#### PASSAGE SHOWN

— BEGIN —

High-power microwave (HPM) weapons produce and radiate powerful electromagnetic energy, neutralizing multiple targets that fall within the beam footprint. These systems offer speed-of-light delivery, lower collateral damage, repeated engagement within performance limits and compatibility with air, ground and naval platforms. As a result, HPM are critical assets in various operations, including countering unmanned aerial systems, destroying enemy electronics and bio-effects research.
The U.S. Department of Defense (DOD) continues to advance HPM capabilities. Recent efforts include the U.S. Army’s Rapid Capabilities and Critical Technologies Office (RCCTO) collaborating with Epirus in 2023. Epirus delivered a Leonidas-driven prototype system for the U.S. Army’s Indirect Fire Protection Capability-High-Power Microwave (IFPC-HPM) program. Epirus’ Leonidas is a family of solid-state, software-defined HPM systems designed to counter swarms of electronic threats. In 2025, Epirus received a $43.5 million contract to supply second-generation IFPC-HPM systems that improve effective range, energy output and lethality.
Beyond Leonidus, the U.S. Air Force, in collaboration with the U.S. Army’s RCCTO, continues to mature the HPM counter-drone weapon known as the Tactical High-Power Operational Responder (THOR). In 2023, THOR completed a successful live demonstration against a swarm of multiple aerial targets. Longer-range air base defense capabilities are being advanced with the Counter-Electronic High-Power Microwave Extended-Range Air Base Defense (CHIMERA) system under the Directed Energy Front-line Electromagnetic Neutralization and Defeat (DEFEND) program, a joint effort between the U.S. military and industry partners such as Raytheon. CHIMERA completed live field testing in 2024, engaging static targets and tracking aerial targets throughout their flight paths.
As the DOD’s interest in HPM grows, there is significant emphasis being placed on optimizing the underlying RF signal chain. The RF portion generates the waveform, applies modulation if required, amplifies while preserving fidelity and validates key parameters that determine how effectively microwave energy engages with a target. This article outlines commercial off-the-shelf (COTS) solutions, such as signal generators, noise sources, amplifiers and power measurement instrumentation, that support and accelerate the research and development of the HPM RF signal chain.
HPM RESEARCH FOCUS AREAS
HPM weapons testing is typically performed in shielded EMI/EMC chambers to contain harmful emissions and capture controlled, repeatable measurements. As development progresses, long-range field tests are conducted at secure facilities to prevent unintentional interference.
Waveform Shaping and RF Characterization
Whether in a chamber or during fielded tests, researchers are experimenting with engineering and manipulating the actual HPM pulse.
Current work focuses on:
- Waveform design, especially across sub-9 GHz bands, using both unmodulated and modulated pulses to study different coupling mechanisms.
- Faster rise times and narrower pulse widths, which increase instantaneous peak power and can improve destructive impact at the target.
- Transmitting repetitive pulses versus a single shot, studying the effect of one transient spike compared to prolonged exposure to a burst sequence.
- Antenna architecture development, including fixed horn antennas and phased array antennas that steer the beam via phase shifting.
- RF test instrumentation, required to capture nanosecond-level transitions, narrow pulse widths and high crest factor (CF) waveforms with precision.
Figure 1 HPM pulse measurement (a) narrowing in on a single pulse (b) with a 5.3 ns rise time.

— END —

#### EXERCISE TASK
Decide whether each statement below agrees with the article above on high-power microwave weapons. For each one, answer yes or no and quote the words from the article that settle it.
(a) Epirus received a contract worth $43.5 million in 2025 to supply second-generation IFPC-HPM systems.
(b) CHIMERA completed live field testing in 2023.
(c) Phased array antennas steer the beam through mechanical rotation.

#### Stored records
— BEGIN —

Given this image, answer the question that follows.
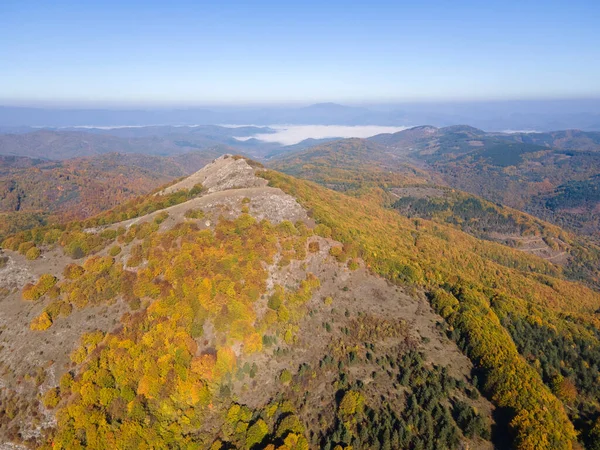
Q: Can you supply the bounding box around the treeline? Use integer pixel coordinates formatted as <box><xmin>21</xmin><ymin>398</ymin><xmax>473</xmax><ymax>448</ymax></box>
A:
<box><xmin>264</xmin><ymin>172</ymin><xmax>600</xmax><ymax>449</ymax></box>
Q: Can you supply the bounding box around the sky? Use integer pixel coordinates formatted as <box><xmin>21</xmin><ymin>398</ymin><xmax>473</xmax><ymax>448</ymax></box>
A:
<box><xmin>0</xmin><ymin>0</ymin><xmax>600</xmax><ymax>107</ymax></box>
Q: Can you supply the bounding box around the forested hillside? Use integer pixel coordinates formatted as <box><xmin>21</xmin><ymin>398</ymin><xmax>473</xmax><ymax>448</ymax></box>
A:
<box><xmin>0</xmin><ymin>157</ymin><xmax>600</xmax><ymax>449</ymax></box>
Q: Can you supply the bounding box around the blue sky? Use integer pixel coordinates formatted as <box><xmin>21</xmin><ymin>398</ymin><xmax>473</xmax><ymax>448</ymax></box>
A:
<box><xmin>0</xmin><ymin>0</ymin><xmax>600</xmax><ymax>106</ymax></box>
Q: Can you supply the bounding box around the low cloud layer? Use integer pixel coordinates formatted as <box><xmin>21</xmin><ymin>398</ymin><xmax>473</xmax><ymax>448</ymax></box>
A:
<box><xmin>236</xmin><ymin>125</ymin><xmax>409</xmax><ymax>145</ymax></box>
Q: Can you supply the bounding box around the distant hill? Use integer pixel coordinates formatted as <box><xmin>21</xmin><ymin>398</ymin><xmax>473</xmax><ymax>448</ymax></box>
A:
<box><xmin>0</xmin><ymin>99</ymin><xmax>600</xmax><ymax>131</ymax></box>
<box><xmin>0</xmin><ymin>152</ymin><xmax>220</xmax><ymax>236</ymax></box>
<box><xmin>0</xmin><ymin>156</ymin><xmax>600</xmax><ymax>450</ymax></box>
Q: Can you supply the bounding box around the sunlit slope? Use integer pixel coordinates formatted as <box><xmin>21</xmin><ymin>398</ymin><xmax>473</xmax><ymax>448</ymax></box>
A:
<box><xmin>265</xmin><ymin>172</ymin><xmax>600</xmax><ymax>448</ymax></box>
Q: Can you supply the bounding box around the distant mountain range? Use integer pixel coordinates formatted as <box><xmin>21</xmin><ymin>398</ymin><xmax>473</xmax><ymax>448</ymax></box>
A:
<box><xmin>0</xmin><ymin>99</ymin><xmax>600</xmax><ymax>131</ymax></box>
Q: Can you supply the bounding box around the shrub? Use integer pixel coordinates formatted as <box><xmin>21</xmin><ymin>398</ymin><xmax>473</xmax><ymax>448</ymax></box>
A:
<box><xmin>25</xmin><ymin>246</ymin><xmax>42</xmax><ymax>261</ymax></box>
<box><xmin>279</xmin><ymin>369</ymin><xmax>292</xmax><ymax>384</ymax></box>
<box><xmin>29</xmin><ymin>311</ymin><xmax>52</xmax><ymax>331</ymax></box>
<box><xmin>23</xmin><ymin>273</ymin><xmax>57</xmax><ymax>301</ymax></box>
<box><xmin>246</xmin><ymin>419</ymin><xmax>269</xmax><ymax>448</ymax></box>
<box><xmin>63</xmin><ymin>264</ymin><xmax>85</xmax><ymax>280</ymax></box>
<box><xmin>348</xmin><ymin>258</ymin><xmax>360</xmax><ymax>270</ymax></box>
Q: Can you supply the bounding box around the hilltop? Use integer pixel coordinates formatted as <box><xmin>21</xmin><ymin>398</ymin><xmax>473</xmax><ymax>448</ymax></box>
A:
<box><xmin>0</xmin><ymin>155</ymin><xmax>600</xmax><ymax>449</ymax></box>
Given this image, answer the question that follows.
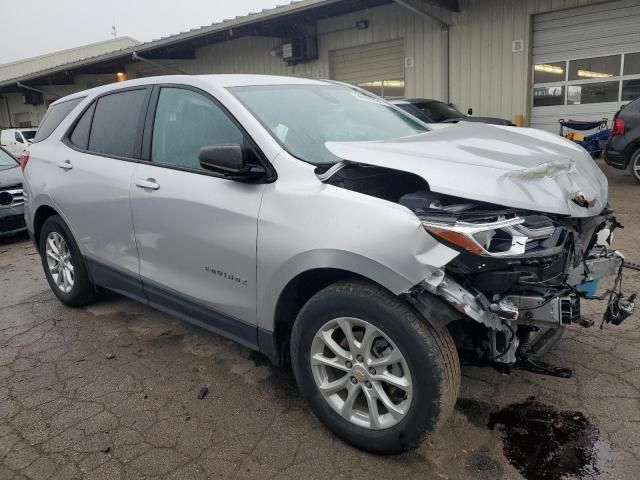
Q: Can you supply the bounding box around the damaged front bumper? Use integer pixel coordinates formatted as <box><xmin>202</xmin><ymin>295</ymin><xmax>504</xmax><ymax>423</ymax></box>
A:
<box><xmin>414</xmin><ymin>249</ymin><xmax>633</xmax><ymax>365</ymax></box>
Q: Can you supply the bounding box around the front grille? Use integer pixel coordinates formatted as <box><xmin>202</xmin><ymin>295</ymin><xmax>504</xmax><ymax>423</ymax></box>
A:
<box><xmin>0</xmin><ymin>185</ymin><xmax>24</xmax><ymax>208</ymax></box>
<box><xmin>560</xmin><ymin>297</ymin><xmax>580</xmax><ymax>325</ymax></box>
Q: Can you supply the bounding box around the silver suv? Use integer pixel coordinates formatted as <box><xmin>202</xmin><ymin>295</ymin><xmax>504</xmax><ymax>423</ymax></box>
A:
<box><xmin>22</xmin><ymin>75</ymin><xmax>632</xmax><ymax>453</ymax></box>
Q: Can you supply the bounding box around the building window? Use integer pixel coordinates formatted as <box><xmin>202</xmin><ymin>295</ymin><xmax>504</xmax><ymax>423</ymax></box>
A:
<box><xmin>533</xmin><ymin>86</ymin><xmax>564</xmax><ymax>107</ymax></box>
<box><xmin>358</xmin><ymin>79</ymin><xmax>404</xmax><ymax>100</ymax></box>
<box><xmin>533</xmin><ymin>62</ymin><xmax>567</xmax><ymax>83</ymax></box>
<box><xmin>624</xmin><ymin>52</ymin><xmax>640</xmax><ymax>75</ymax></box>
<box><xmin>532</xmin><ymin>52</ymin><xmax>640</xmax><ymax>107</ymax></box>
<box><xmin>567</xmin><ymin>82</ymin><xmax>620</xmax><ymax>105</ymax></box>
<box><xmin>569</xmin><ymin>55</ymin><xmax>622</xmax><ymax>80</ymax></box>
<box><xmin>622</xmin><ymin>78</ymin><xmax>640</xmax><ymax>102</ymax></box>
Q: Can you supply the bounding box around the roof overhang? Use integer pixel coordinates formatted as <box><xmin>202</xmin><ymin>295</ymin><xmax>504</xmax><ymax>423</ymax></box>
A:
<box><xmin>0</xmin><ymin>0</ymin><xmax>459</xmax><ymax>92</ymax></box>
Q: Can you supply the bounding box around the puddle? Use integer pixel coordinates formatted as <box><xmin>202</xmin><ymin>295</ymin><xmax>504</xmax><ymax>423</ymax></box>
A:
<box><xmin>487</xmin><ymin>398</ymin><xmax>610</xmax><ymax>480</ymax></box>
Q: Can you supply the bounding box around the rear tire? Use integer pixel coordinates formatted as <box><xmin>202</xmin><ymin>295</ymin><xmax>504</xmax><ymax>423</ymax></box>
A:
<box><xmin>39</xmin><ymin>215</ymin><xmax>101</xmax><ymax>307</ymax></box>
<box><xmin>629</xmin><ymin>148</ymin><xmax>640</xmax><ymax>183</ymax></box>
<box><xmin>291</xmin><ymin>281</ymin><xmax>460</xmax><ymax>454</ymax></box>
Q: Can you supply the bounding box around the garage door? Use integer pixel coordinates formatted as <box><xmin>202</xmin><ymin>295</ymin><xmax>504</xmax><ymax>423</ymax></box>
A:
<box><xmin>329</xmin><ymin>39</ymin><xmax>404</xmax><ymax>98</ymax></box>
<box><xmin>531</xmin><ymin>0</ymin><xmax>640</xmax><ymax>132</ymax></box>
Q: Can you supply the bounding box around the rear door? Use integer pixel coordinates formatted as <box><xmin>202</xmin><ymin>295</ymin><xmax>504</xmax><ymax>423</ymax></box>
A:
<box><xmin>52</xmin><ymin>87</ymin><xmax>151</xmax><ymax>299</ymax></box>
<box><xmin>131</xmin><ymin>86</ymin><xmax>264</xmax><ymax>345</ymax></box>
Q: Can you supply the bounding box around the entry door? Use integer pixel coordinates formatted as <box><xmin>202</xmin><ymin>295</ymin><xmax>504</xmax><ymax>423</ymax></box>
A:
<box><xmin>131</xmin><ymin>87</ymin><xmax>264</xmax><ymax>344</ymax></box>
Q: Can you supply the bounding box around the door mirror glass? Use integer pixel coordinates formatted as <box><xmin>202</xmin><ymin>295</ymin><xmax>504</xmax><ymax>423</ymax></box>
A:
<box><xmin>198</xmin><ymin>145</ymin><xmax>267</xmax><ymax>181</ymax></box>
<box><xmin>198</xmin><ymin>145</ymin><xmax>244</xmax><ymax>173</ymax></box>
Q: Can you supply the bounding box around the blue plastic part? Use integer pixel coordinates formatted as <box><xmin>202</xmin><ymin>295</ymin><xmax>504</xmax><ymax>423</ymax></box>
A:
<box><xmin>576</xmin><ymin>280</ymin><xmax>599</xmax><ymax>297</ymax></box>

— END —
— BEGIN —

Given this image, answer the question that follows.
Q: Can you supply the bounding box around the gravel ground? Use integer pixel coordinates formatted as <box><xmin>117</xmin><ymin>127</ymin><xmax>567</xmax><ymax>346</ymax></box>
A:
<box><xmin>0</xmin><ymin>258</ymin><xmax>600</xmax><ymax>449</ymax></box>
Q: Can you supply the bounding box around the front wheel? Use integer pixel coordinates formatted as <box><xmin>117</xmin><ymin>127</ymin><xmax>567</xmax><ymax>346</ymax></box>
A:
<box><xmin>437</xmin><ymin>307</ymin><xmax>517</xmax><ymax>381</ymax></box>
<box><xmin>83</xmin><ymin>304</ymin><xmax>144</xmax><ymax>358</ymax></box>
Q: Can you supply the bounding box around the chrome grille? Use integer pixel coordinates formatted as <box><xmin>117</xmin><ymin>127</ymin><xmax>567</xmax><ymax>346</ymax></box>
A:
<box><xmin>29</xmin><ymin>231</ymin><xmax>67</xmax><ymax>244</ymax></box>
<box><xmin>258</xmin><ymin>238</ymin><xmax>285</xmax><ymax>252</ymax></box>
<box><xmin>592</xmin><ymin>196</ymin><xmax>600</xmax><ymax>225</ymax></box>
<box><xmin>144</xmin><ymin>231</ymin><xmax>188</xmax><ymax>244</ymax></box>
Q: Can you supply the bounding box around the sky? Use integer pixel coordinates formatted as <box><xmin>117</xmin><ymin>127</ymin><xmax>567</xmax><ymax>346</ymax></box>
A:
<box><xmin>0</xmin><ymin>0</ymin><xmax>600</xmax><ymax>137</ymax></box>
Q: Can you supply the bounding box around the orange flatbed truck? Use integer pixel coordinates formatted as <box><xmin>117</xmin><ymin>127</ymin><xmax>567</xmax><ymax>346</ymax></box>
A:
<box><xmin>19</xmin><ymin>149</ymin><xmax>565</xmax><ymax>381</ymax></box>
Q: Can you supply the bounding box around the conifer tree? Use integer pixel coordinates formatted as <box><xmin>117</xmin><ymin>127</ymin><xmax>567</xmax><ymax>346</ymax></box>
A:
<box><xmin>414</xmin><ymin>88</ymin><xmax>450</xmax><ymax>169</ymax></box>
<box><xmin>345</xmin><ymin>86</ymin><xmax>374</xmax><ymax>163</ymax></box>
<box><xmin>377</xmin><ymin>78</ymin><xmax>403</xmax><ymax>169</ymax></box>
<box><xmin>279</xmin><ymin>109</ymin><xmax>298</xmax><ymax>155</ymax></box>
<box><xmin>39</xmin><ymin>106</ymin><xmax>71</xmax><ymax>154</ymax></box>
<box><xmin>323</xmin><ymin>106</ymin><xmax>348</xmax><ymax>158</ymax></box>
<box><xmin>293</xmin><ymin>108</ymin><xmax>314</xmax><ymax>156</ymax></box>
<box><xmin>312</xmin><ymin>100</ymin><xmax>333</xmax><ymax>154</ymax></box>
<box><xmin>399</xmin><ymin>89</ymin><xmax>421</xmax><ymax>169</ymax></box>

— END —
— BEGIN —

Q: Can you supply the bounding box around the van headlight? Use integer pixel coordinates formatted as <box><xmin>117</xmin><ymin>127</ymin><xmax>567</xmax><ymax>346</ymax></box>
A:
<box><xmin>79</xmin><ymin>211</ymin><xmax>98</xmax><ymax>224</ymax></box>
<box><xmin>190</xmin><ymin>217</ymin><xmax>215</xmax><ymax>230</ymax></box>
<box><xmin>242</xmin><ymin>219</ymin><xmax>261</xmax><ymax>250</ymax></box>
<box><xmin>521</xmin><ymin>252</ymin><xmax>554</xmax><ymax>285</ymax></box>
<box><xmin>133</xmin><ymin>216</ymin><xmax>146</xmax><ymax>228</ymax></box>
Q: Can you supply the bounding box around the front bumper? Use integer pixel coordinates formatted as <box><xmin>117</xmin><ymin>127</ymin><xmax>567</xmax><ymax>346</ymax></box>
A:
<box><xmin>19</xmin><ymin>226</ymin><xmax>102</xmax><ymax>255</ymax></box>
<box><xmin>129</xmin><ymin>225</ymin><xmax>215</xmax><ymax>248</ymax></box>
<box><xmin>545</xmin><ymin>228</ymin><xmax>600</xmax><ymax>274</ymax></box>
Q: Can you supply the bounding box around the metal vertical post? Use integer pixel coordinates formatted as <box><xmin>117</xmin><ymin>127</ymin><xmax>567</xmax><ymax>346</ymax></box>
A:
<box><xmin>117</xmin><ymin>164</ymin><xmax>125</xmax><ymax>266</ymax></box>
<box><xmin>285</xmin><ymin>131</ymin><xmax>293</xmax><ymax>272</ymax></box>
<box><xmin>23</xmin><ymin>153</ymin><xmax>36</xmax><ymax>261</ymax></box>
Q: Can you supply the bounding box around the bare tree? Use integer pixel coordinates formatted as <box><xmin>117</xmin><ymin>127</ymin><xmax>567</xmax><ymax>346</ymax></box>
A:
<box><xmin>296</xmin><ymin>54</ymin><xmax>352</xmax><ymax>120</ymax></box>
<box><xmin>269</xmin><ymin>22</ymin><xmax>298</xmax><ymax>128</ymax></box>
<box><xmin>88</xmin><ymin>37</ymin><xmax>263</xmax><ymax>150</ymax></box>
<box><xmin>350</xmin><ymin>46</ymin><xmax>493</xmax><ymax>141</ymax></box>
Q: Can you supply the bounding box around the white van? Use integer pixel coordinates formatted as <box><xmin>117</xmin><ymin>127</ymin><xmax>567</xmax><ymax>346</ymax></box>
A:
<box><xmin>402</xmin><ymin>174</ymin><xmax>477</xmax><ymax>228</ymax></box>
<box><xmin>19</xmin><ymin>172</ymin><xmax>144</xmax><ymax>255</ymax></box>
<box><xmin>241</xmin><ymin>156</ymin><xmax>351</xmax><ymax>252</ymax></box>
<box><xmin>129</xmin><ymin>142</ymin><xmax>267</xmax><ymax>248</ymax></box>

— END —

#### FINISHED TASK
(a) Yes: "In 2025, Epirus received a $43.5 million contract to supply second-generation IFPC-HPM systems"
(b) No: "CHIMERA completed live field testing in 2024"
(c) No: "phased array antennas that steer the beam via phase shifting"